Requirements
Locate the line that contains "lattice tower with a single marker.". Print it and every subsequent line through the final line of the records, exactly and only those.

Records from a point labeling set:

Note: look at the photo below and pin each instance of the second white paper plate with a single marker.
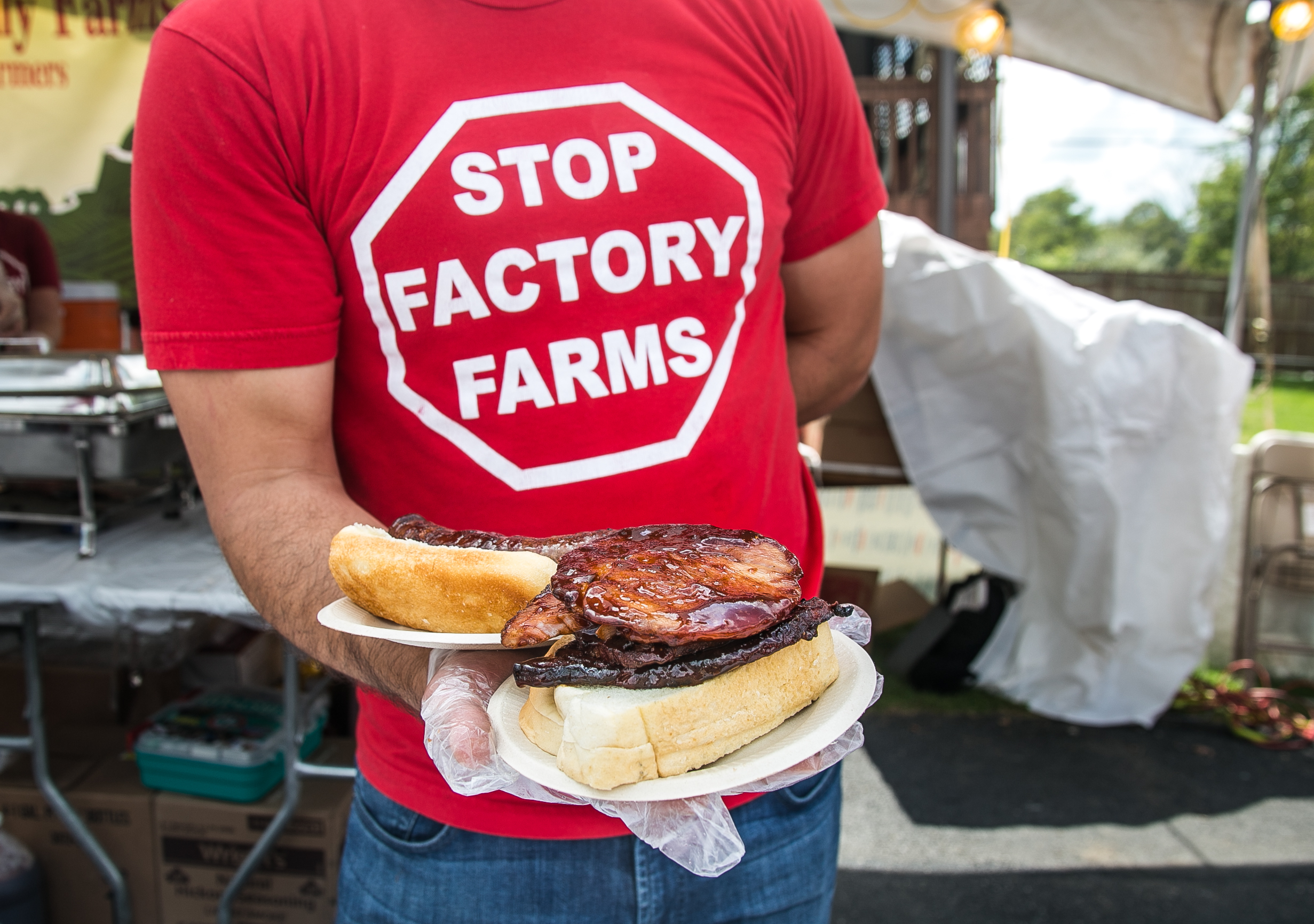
(798, 738)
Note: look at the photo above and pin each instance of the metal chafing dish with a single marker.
(87, 417)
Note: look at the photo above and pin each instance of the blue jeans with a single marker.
(402, 868)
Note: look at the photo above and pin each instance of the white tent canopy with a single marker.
(1188, 54)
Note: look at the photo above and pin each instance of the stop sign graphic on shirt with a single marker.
(559, 280)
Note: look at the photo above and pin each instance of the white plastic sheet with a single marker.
(144, 571)
(1073, 444)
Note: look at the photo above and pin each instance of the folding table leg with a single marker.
(121, 909)
(86, 500)
(291, 788)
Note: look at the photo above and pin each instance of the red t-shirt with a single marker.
(27, 258)
(543, 242)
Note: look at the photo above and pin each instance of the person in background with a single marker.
(29, 280)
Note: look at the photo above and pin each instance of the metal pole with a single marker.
(1234, 326)
(291, 788)
(121, 910)
(946, 145)
(86, 500)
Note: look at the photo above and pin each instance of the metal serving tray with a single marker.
(84, 417)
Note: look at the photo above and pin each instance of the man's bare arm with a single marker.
(832, 320)
(46, 313)
(260, 442)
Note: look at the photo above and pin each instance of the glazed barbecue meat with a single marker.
(413, 526)
(678, 584)
(543, 618)
(672, 585)
(577, 663)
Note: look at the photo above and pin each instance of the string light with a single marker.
(1293, 20)
(983, 28)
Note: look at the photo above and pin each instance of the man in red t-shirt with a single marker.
(29, 280)
(524, 266)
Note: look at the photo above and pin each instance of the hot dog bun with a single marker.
(609, 737)
(436, 588)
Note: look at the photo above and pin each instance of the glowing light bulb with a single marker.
(982, 29)
(1293, 20)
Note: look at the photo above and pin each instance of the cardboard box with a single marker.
(851, 585)
(29, 818)
(200, 844)
(120, 812)
(235, 656)
(857, 433)
(898, 604)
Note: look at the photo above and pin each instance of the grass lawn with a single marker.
(1292, 401)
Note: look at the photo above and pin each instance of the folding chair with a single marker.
(1279, 535)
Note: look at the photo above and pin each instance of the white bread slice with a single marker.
(436, 588)
(610, 737)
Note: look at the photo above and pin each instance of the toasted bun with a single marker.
(610, 737)
(436, 588)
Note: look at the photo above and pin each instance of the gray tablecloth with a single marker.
(144, 573)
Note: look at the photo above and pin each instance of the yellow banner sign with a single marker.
(70, 78)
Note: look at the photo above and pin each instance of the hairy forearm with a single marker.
(275, 534)
(260, 442)
(821, 380)
(46, 313)
(832, 321)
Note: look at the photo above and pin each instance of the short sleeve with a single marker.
(837, 187)
(43, 267)
(233, 270)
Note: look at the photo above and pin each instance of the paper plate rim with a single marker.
(343, 615)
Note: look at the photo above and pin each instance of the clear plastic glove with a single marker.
(698, 834)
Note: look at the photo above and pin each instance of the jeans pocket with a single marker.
(811, 789)
(394, 826)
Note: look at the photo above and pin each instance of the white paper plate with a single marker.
(346, 617)
(798, 738)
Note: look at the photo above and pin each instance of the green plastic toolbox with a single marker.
(223, 744)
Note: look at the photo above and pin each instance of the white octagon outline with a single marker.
(418, 163)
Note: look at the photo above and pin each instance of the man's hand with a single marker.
(260, 442)
(12, 320)
(46, 313)
(832, 320)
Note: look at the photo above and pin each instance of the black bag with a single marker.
(940, 650)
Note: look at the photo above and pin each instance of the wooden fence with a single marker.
(1202, 297)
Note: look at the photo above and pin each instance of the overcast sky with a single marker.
(1112, 148)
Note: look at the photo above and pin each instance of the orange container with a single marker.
(91, 317)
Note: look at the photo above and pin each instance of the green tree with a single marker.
(1288, 196)
(1289, 191)
(1209, 246)
(1049, 231)
(1158, 235)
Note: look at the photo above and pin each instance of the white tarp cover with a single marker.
(144, 571)
(1076, 445)
(1188, 54)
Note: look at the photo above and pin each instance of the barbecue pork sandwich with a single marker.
(673, 646)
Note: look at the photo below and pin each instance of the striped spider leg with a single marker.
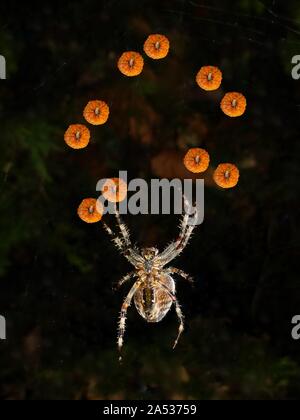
(153, 291)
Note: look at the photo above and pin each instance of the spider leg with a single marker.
(124, 308)
(176, 247)
(123, 228)
(125, 279)
(178, 311)
(181, 273)
(125, 250)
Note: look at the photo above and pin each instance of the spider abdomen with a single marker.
(153, 299)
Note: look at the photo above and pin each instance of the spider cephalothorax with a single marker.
(154, 289)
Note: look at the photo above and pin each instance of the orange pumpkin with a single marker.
(114, 190)
(209, 78)
(196, 160)
(226, 175)
(77, 136)
(131, 63)
(157, 46)
(96, 112)
(234, 104)
(90, 210)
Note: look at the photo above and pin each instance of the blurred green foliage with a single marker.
(57, 273)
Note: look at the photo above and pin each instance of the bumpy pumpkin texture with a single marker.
(96, 112)
(226, 175)
(209, 78)
(234, 104)
(131, 63)
(90, 211)
(157, 46)
(77, 136)
(114, 190)
(196, 160)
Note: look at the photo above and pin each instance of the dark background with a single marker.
(57, 273)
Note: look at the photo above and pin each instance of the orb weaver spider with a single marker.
(154, 289)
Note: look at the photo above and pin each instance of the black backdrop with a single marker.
(57, 273)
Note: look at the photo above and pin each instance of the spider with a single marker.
(154, 290)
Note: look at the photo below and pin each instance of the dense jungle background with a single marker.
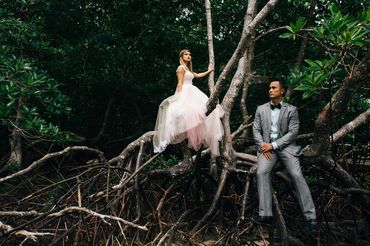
(80, 86)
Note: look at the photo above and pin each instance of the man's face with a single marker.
(186, 56)
(276, 90)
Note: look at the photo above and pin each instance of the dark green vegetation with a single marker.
(93, 73)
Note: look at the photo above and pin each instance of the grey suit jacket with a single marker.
(288, 125)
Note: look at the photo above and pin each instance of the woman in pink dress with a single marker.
(182, 115)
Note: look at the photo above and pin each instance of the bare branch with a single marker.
(49, 156)
(30, 235)
(351, 126)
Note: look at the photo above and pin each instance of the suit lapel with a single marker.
(268, 115)
(281, 115)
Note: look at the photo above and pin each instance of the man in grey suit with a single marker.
(275, 129)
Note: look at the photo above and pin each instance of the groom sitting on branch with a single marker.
(275, 130)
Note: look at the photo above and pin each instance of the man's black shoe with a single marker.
(263, 220)
(313, 226)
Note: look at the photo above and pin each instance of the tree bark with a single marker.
(16, 139)
(211, 54)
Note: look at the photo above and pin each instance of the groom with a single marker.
(275, 129)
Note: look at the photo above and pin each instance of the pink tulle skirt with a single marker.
(182, 116)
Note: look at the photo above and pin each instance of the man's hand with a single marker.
(266, 148)
(267, 155)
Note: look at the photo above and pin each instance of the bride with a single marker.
(182, 115)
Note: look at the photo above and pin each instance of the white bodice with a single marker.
(188, 78)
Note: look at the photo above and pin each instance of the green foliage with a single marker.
(30, 98)
(343, 31)
(294, 29)
(313, 78)
(342, 36)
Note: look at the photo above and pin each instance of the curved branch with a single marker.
(351, 126)
(49, 156)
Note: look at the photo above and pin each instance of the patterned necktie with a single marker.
(275, 106)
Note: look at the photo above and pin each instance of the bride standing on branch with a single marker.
(182, 115)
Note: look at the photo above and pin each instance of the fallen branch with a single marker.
(103, 217)
(30, 235)
(49, 156)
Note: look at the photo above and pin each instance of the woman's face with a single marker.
(186, 56)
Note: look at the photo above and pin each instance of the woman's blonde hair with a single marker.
(182, 62)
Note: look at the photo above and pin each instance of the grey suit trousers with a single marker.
(291, 163)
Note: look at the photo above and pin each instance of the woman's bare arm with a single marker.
(200, 75)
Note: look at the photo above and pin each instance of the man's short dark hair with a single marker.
(281, 82)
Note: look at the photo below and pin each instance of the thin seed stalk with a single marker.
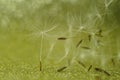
(41, 51)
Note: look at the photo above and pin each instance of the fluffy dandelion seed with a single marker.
(61, 69)
(82, 64)
(99, 34)
(90, 68)
(89, 37)
(84, 47)
(62, 38)
(102, 71)
(113, 61)
(79, 43)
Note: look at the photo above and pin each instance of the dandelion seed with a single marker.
(99, 34)
(113, 62)
(103, 71)
(79, 43)
(97, 78)
(40, 66)
(108, 74)
(62, 38)
(98, 69)
(89, 36)
(90, 68)
(61, 69)
(81, 64)
(84, 47)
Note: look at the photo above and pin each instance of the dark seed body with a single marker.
(62, 38)
(61, 69)
(90, 68)
(79, 43)
(85, 47)
(103, 71)
(40, 66)
(81, 64)
(89, 36)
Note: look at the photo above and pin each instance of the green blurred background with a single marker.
(23, 21)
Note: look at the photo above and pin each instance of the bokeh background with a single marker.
(29, 31)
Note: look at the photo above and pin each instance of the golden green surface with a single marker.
(29, 32)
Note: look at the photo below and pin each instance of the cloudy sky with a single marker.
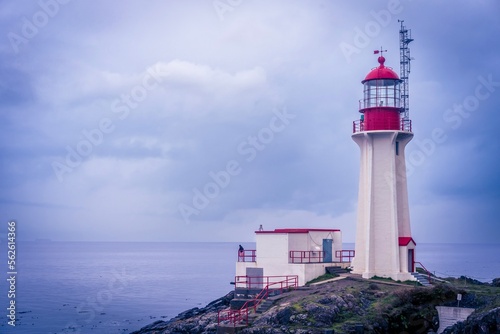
(200, 120)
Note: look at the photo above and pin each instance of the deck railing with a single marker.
(234, 317)
(358, 126)
(247, 255)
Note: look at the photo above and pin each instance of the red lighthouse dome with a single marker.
(381, 72)
(380, 107)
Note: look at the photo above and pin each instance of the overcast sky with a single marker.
(200, 120)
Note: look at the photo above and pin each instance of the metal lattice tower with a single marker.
(405, 59)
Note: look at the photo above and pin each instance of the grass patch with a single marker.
(322, 278)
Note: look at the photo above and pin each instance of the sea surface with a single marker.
(72, 287)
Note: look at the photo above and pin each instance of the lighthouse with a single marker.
(384, 245)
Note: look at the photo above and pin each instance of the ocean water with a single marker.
(68, 287)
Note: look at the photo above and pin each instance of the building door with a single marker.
(411, 260)
(327, 250)
(255, 278)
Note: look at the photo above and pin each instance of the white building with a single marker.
(384, 246)
(295, 251)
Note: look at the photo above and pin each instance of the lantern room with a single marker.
(380, 107)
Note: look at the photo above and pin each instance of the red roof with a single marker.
(299, 230)
(404, 241)
(381, 72)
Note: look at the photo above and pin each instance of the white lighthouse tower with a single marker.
(384, 246)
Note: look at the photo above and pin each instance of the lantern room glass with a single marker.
(382, 93)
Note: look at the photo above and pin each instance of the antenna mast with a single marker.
(404, 62)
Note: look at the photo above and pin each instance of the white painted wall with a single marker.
(382, 204)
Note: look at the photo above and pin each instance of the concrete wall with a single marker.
(382, 204)
(273, 254)
(448, 316)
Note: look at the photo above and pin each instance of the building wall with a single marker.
(273, 254)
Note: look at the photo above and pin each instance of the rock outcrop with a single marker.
(350, 305)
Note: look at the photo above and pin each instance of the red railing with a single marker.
(345, 255)
(247, 255)
(358, 126)
(258, 282)
(306, 256)
(429, 275)
(241, 316)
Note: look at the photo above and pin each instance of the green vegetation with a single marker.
(322, 278)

Right answer
Note: look at the photo above and pin each instance of the metal lattice tower with a single marker.
(405, 59)
Note: look at the photo above and pin each instance of the grass patch with a single marker.
(322, 278)
Note: look at the photo above and pin each instance of the sea surface with a single marker.
(72, 287)
Note: look at the photo above and pin each instance of the lighthouse with a single marker.
(384, 245)
Note: look at the photo above and pin each instance of the ocean water with a single marker.
(68, 287)
Note: look at the photo above and pin each instance of the building door with a single marker.
(411, 260)
(327, 250)
(255, 278)
Note: look at the photo above and pin each instance of the white building with a single marker.
(384, 246)
(295, 251)
Note: look at the photo above and pin each instance of the lantern room with a single marker.
(380, 107)
Note: look at the photo above and pin each instance of the red roof with a single marker.
(299, 230)
(404, 241)
(381, 72)
Note: look at the photo above and pin each instance of the white lighthouse tower with a single marker.
(384, 246)
Note: look at the photo above and pin each instance of the lantern room glass with a single marker.
(382, 93)
Note: look at the photo above and pin each instance of the antenna mast with a single marker.
(404, 62)
Note: look at the photo above and pin each instance of the white painted wall with a single marker.
(382, 204)
Note: look at the photo above and pin each instance of the concrete wall with a single marker.
(382, 204)
(273, 254)
(448, 316)
Note: look at the photo above and pin each instance of the building wall with a single marker.
(273, 254)
Note: look at the photo above and pin each instance of the rock outcrop with a single marker.
(350, 305)
Note: look at the photo above and pin each instance of the red railing with a single marker.
(345, 255)
(247, 255)
(358, 126)
(258, 282)
(306, 256)
(429, 275)
(241, 316)
Note: look at the photo above and pin each instance of the green vegetation with a single marker.
(322, 278)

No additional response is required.